#### [Passage to read]
Bloomberg: Philippines Beats Indonesia as Aquino III Finds Favor: ASEAN Credit

The yield on the junk dollar bonds of the Philippines is at a record discount to higher-rated Indonesian notes as confidence in the nations' leaders diverges.

Philippine President Benigno Aquino III, 53, halfway through a six-year term, increased taxes and ousted the country's top judge last year for illegally concealing his wealth, impressing Pictet Asset Management and Kokusai Asset Management Co. Indonesian President Susilo Bambang Yudhoyono, 63, who is in his final year in office, failed to cut fuel subsidies in 2012 as the annual shortfall in the current account rose to a record.

"In terms of fundamental reforms, the Philippines is improving while Indonesia is not," Wee-Ming Ting, the Singapore-based head of Asian fixed income at Pictet Asset, which oversees $29 billion of emerging-market debt globally, said in an interview last week. "The yield gap between their hard-currency bonds is likely to stay or widen until Indonesia starts to implement real reforms."

#### [Data excerpts]
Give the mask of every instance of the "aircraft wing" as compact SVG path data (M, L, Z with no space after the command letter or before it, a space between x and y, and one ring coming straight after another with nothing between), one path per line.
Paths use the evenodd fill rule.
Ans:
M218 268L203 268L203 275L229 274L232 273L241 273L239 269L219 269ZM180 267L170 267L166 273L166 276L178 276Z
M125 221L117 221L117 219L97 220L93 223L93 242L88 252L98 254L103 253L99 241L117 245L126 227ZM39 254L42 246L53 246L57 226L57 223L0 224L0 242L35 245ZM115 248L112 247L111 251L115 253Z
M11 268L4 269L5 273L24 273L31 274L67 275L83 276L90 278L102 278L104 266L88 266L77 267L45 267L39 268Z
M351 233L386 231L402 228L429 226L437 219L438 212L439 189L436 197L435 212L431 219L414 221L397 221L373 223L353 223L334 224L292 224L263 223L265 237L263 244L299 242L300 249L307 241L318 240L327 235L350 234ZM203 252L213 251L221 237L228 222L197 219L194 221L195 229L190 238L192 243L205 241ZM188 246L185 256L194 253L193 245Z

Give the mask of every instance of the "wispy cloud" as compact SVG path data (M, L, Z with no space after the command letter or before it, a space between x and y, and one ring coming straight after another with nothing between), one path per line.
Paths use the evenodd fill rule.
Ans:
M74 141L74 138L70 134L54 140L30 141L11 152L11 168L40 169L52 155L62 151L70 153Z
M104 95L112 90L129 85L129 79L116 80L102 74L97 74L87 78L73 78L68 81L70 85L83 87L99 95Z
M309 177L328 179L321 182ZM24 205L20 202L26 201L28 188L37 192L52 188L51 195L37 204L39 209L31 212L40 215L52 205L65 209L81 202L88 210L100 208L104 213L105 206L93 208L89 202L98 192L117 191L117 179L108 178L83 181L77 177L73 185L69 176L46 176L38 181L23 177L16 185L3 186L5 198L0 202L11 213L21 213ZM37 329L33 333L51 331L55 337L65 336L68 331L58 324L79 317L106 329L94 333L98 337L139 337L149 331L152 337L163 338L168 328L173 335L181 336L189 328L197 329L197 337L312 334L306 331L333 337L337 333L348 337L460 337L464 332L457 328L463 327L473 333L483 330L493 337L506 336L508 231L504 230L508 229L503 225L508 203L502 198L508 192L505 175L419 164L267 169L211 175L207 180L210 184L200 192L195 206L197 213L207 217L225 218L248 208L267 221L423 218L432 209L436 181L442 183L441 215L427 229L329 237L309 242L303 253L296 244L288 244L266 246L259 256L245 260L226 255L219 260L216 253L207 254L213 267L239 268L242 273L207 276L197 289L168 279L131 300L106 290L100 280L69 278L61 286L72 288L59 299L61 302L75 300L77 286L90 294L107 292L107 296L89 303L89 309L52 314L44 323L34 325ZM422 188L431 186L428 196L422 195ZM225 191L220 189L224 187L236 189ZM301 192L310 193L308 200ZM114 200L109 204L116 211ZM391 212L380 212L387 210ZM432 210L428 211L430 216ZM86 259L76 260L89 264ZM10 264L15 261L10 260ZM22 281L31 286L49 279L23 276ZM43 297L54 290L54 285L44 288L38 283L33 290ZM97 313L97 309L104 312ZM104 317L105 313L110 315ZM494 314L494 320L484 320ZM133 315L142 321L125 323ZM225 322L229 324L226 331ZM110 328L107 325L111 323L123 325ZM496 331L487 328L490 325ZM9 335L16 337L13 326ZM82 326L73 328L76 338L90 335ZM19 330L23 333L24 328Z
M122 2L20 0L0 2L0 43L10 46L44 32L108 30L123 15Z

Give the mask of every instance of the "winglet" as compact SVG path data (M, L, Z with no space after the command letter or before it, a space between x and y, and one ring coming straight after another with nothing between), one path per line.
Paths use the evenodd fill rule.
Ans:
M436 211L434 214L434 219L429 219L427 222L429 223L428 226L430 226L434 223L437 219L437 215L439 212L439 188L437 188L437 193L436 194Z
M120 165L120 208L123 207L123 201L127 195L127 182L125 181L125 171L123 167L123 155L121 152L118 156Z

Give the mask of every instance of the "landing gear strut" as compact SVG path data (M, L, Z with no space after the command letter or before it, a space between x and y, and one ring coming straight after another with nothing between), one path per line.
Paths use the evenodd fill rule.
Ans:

#### [Exercise task 1]
In the bond article, how old is Benigno Aquino III?
#### [Exercise task 2]
Write out the part of the bond article that opens with the words containing "Bloomberg: Philippines Beats" and closes with "to a record.", and switch "junk" to "high-yield".
The entries have nothing to do with the bond article.

#### [Written solution 1]
53

#### [Written solution 2]
Bloomberg: Philippines Beats Indonesia as Aquino III Finds Favor: ASEAN Credit

The yield on the high-yield dollar bonds of the Philippines is at a record discount to higher-rated Indonesian notes as confidence in the nations' leaders diverges.

Philippine President Benigno Aquino III, 53, halfway through a six-year term, increased taxes and ousted the country's top judge last year for illegally concealing his wealth, impressing Pictet Asset Management and Kokusai Asset Management Co. Indonesian President Susilo Bambang Yudhoyono, 63, who is in his final year in office, failed to cut fuel subsidies in 2012 as the annual shortfall in the current account rose to a record.